SUPPLIED MATERIAL:
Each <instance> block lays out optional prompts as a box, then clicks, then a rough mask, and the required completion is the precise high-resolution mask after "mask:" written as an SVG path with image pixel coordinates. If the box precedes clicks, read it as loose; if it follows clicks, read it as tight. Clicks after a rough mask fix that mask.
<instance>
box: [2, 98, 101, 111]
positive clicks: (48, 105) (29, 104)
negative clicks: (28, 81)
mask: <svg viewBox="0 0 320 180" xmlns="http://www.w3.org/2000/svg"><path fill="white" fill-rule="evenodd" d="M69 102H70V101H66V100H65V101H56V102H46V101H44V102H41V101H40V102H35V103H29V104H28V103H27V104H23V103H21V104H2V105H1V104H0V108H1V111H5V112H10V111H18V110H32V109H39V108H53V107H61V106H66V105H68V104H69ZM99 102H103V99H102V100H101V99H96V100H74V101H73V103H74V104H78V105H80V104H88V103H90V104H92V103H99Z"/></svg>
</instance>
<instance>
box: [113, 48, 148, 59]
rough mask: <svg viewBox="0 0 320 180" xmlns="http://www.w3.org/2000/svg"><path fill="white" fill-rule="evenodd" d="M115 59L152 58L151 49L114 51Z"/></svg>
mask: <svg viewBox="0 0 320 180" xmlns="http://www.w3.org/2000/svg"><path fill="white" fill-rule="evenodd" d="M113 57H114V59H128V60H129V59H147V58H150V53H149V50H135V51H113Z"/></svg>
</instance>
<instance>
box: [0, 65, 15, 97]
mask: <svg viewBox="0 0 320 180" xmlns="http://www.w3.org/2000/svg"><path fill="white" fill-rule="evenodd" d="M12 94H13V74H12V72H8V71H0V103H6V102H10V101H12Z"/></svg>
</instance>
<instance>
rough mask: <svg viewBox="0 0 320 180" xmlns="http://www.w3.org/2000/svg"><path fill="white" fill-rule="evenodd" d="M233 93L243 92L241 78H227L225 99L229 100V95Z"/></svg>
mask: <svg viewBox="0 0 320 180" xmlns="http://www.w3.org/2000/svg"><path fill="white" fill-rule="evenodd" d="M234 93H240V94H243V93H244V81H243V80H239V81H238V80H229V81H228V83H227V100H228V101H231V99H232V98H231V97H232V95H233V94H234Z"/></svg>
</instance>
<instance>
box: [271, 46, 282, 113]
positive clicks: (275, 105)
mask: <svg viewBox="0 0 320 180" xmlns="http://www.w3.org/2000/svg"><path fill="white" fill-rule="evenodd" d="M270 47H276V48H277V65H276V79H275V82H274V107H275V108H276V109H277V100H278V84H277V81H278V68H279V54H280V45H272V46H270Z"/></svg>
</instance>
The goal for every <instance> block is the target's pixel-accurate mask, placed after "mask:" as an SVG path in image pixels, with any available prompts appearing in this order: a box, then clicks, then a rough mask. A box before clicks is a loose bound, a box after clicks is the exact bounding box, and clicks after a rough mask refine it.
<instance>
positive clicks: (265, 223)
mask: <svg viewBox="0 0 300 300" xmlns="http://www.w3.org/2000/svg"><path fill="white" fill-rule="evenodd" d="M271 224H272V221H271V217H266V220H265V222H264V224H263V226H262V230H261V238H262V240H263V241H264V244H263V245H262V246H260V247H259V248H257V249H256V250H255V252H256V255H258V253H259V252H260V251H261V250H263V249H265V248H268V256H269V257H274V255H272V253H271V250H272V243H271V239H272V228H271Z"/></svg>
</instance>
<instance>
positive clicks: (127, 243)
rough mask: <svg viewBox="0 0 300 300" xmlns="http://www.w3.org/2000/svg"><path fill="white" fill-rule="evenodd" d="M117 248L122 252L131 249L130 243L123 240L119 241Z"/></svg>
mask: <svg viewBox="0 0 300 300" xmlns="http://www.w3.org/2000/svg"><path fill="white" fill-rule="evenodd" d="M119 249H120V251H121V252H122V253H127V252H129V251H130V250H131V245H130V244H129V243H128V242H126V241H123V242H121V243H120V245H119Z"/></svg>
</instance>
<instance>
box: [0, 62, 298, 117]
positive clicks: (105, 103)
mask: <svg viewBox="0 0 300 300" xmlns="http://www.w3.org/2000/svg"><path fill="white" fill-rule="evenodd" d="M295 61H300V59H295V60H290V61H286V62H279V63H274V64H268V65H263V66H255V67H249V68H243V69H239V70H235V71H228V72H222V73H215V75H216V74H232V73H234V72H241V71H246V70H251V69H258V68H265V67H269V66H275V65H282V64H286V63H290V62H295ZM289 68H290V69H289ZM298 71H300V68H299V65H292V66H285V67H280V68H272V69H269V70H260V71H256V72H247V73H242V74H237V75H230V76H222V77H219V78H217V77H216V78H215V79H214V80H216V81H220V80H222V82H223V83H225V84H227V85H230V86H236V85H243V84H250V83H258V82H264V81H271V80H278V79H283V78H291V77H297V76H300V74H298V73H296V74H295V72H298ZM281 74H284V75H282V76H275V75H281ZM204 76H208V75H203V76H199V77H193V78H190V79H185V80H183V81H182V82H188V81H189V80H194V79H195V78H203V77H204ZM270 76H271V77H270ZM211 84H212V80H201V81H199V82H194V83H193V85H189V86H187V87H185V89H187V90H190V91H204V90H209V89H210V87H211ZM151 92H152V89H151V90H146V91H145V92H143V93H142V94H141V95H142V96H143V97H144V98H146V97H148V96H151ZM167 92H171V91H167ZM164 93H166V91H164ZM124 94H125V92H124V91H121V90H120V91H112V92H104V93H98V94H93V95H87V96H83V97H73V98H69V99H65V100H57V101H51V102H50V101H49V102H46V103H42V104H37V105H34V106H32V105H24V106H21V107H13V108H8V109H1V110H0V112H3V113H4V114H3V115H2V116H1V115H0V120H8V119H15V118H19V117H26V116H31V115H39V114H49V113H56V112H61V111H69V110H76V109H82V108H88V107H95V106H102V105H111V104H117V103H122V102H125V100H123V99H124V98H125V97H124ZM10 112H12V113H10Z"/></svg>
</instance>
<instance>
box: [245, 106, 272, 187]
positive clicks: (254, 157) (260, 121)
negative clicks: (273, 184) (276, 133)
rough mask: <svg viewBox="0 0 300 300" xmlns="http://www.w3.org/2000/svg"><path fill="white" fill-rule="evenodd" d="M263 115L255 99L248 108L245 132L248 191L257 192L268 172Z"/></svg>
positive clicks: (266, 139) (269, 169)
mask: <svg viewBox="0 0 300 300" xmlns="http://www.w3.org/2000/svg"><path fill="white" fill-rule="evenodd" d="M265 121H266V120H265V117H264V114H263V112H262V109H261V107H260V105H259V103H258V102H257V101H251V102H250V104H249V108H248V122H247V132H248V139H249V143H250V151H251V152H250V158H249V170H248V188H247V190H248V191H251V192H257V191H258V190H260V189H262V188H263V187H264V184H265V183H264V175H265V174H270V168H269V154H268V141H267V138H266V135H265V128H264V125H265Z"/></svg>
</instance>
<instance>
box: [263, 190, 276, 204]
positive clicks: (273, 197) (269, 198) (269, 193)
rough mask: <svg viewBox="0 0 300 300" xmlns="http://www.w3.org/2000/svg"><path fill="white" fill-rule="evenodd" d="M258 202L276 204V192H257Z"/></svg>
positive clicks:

WHAT THE TASK ASKS: Rewrite all of the records above as a numbered list, one line per item, with blank lines left out.

YOUR RESPONSE:
1. Each <instance> block lays out optional prompts as a box, then clicks, then a rough mask, and the required completion is the precise high-resolution mask after "mask:" written as an SVG path with image pixel coordinates. If the box precedes clicks, read it as loose; if it follows clicks, read it as tight. Clicks after a rough mask fix that mask.
2. <instance>
3. box: [2, 98, 101, 111]
4. positive clicks: (48, 105) (29, 104)
5. negative clicks: (28, 81)
6. mask: <svg viewBox="0 0 320 180" xmlns="http://www.w3.org/2000/svg"><path fill="white" fill-rule="evenodd" d="M69 102H70V101H66V100H65V101H56V102H46V101H44V102H41V101H40V102H35V103H29V104H28V103H27V104H23V103H21V104H2V105H1V104H0V108H1V111H5V112H10V111H18V110H32V109H39V108H53V107H61V106H66V105H68V104H69ZM99 102H103V99H102V100H101V99H96V100H74V101H73V103H74V104H78V105H80V104H88V103H90V104H92V103H99Z"/></svg>
7. </instance>
8. <instance>
9. box: [113, 48, 148, 59]
10. rough mask: <svg viewBox="0 0 320 180" xmlns="http://www.w3.org/2000/svg"><path fill="white" fill-rule="evenodd" d="M115 59L152 58L151 49L114 51Z"/></svg>
11. mask: <svg viewBox="0 0 320 180" xmlns="http://www.w3.org/2000/svg"><path fill="white" fill-rule="evenodd" d="M113 57H114V59H128V60H129V59H147V58H150V53H149V50H135V51H113Z"/></svg>
12. </instance>
13. <instance>
14. box: [0, 65, 15, 97]
15. mask: <svg viewBox="0 0 320 180" xmlns="http://www.w3.org/2000/svg"><path fill="white" fill-rule="evenodd" d="M12 94H13V74H12V72H8V71H0V103H6V102H10V101H12Z"/></svg>
16. </instance>
17. <instance>
18. rough mask: <svg viewBox="0 0 320 180" xmlns="http://www.w3.org/2000/svg"><path fill="white" fill-rule="evenodd" d="M233 93L243 92L241 78H227L225 99L229 100V95Z"/></svg>
19. mask: <svg viewBox="0 0 320 180" xmlns="http://www.w3.org/2000/svg"><path fill="white" fill-rule="evenodd" d="M234 93H240V94H243V93H244V81H243V80H239V81H238V80H229V81H228V83H227V100H228V101H231V99H232V98H231V97H232V95H233V94H234Z"/></svg>
20. </instance>
21. <instance>
22. box: [271, 46, 282, 113]
23. positive clicks: (275, 105)
24. mask: <svg viewBox="0 0 320 180" xmlns="http://www.w3.org/2000/svg"><path fill="white" fill-rule="evenodd" d="M270 47H276V48H277V65H276V79H275V82H274V107H275V108H276V109H277V100H278V84H277V81H278V68H279V54H280V45H272V46H270Z"/></svg>
25. </instance>
26. The goal for every <instance> block is the target's pixel-accurate mask, placed after "mask:" as an SVG path in image pixels, with any available prompts appearing in this order: a box, then clicks, then a rough mask. A box before clicks is a loose bound, a box after clicks is the exact bounding box, and clicks after a rough mask refine it.
27. <instance>
28. positive clicks: (265, 223)
29. mask: <svg viewBox="0 0 300 300" xmlns="http://www.w3.org/2000/svg"><path fill="white" fill-rule="evenodd" d="M271 224H272V221H271V217H266V220H265V222H264V224H263V226H262V230H261V238H262V240H263V241H264V244H263V245H262V246H260V247H259V248H257V249H256V250H255V252H256V255H258V253H259V252H260V251H261V250H263V249H265V248H268V256H269V257H274V255H272V253H271V250H272V243H271V239H272V228H271Z"/></svg>
30. </instance>
31. <instance>
32. positive clicks: (127, 243)
33. rough mask: <svg viewBox="0 0 300 300" xmlns="http://www.w3.org/2000/svg"><path fill="white" fill-rule="evenodd" d="M117 248L122 252L131 249L130 243L123 240L119 241Z"/></svg>
34. mask: <svg viewBox="0 0 300 300" xmlns="http://www.w3.org/2000/svg"><path fill="white" fill-rule="evenodd" d="M119 249H120V251H121V252H122V253H127V252H129V251H130V250H131V245H130V244H129V243H128V242H126V241H123V242H121V243H120V245H119Z"/></svg>
35. </instance>
36. <instance>
37. box: [0, 62, 298, 117]
38. positive clicks: (105, 103)
39. mask: <svg viewBox="0 0 300 300" xmlns="http://www.w3.org/2000/svg"><path fill="white" fill-rule="evenodd" d="M295 61H300V59H295V60H290V61H286V62H279V63H274V64H268V65H263V66H255V67H249V68H243V69H239V70H235V71H228V72H222V73H215V75H216V74H232V73H234V72H241V71H246V70H251V69H258V68H265V67H269V66H275V65H282V64H286V63H290V62H295ZM289 68H290V69H289ZM298 71H300V68H299V65H292V66H285V67H280V68H272V69H269V70H260V71H256V72H247V73H242V74H237V75H230V76H222V77H219V78H217V77H216V78H215V79H214V80H216V81H220V80H222V82H223V83H225V84H227V85H230V86H236V85H243V84H250V83H258V82H264V81H271V80H278V79H283V78H291V77H297V76H300V74H298V73H296V74H295V72H298ZM281 74H284V75H282V76H275V75H281ZM204 76H208V75H203V76H199V77H193V78H190V79H185V80H183V81H182V82H188V81H189V80H194V79H195V78H203V77H204ZM270 76H271V77H270ZM211 84H212V80H201V81H199V82H194V83H193V85H189V86H187V87H185V89H187V90H190V91H204V90H209V89H210V87H211ZM151 92H152V89H151V90H146V91H145V92H143V93H142V94H141V95H142V96H143V97H144V98H146V97H148V96H151ZM167 92H171V91H167ZM164 93H166V91H164ZM124 94H125V92H124V91H121V90H120V91H112V92H104V93H98V94H93V95H87V96H83V97H73V98H69V99H65V100H57V101H51V102H50V101H49V102H46V103H42V104H37V105H34V106H32V105H24V106H21V107H13V108H8V109H1V110H0V112H3V113H4V114H3V115H2V116H1V115H0V120H8V119H15V118H19V117H26V116H31V115H39V114H49V113H56V112H61V111H69V110H76V109H82V108H88V107H95V106H102V105H111V104H117V103H122V102H125V100H123V99H124V98H125V97H124ZM10 112H12V113H10Z"/></svg>
40. </instance>
41. <instance>
42. box: [245, 106, 272, 187]
43. positive clicks: (254, 157) (260, 121)
44. negative clicks: (273, 184) (276, 133)
45. rough mask: <svg viewBox="0 0 300 300" xmlns="http://www.w3.org/2000/svg"><path fill="white" fill-rule="evenodd" d="M263 115L255 99L248 108L245 132L248 191L257 192L268 172Z"/></svg>
46. positive clicks: (266, 139) (269, 169)
47. mask: <svg viewBox="0 0 300 300" xmlns="http://www.w3.org/2000/svg"><path fill="white" fill-rule="evenodd" d="M265 121H266V120H265V117H264V114H263V112H262V109H261V107H260V105H259V103H258V102H257V101H251V102H250V104H249V108H248V122H247V132H248V139H249V143H250V151H251V152H250V158H249V170H248V188H247V190H248V191H251V192H257V191H258V190H260V189H262V188H263V187H264V184H265V183H264V175H265V174H270V168H269V154H268V141H267V138H266V135H265V128H264V125H265Z"/></svg>
48. </instance>
49. <instance>
50. box: [263, 190, 276, 204]
51. positive clicks: (273, 197) (269, 198) (269, 193)
52. rough mask: <svg viewBox="0 0 300 300" xmlns="http://www.w3.org/2000/svg"><path fill="white" fill-rule="evenodd" d="M258 202L276 204V192H257Z"/></svg>
53. positive clicks:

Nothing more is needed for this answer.